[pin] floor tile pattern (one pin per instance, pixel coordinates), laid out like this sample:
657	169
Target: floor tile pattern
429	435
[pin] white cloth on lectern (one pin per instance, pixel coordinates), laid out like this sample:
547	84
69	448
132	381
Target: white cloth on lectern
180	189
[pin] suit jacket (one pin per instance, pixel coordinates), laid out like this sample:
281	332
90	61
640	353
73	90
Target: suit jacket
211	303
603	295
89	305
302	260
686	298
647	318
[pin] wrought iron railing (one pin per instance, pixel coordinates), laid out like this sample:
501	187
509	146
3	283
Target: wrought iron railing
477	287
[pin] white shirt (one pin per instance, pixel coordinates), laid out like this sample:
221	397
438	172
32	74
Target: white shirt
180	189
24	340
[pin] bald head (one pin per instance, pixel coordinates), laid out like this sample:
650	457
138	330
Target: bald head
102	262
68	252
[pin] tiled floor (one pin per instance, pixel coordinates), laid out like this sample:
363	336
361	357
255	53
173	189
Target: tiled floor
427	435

——

=== WHAT TO PRODUCE ===
The data above should be duplicated exactly and completely.

=== TASK RESPONSE ===
[pin] floor tile pattern (one pin per instance, pixel coordinates), laid out like this sample:
657	169
Target: floor tile pattern
429	435
[pin] white cloth on lectern (one pin per instance, pixel coordinates), laid out like this sample:
547	84
69	448
132	381
Target: white cloth on lectern
180	189
[pin] suit jacket (one pin per instance, pixel coordinates), laid out like this sample:
281	332
90	61
640	353
73	90
Target: suit jacket
211	303
603	295
89	305
302	260
686	298
647	318
[pin] wrought iron railing (one pin per instance, pixel coordinates), laid out like this sample:
501	187
509	146
3	283
Target: wrought iron railing
477	287
[pin] white shirt (one pin per instance, pixel coordinates), laid out like this sample:
221	397
438	172
32	74
Target: white shirt
180	189
24	340
[pin] bald head (one pin per instance, pixel coordinates), laid out like this sample:
650	457
138	330
Target: bald head
102	262
68	252
[pin] tiled floor (one pin per instance, pixel coordinates), laid out like this sample:
363	336
361	357
255	53
173	189
Target: tiled floor
427	435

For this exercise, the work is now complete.